** Opening Data for processing block **
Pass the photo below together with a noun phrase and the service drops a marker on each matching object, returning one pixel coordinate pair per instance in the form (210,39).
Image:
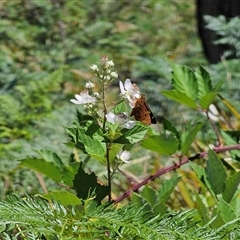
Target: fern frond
(33,217)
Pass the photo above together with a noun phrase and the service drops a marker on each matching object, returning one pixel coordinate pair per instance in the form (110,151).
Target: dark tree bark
(228,8)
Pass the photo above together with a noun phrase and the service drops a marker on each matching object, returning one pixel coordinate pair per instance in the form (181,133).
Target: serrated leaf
(231,186)
(50,156)
(94,148)
(180,97)
(163,144)
(183,80)
(166,189)
(167,125)
(203,81)
(215,172)
(188,137)
(86,184)
(133,135)
(201,209)
(207,100)
(149,195)
(225,211)
(63,197)
(217,87)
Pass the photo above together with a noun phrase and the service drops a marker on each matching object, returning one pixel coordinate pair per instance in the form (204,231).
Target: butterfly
(142,112)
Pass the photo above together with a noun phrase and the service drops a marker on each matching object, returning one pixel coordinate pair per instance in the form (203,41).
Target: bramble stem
** Closing Data for processing block **
> _What is being asked_
I'd like the lines above from the one with "Target: fern frond" up to and including the one with "the form (181,133)." copied exactly, with no other lines.

> _Answer box_
Target: fern frond
(33,217)
Pass the photo above together with a noun phrase and the service drops a marker on each matching object, returning one pixel coordinate pair per instance in the form (110,151).
Target: dark tree bark
(228,8)
Pass the photo above together with a noun phrase and the service drops a marker on each matching object, returning one pixel coordinate pair per instance in the form (181,133).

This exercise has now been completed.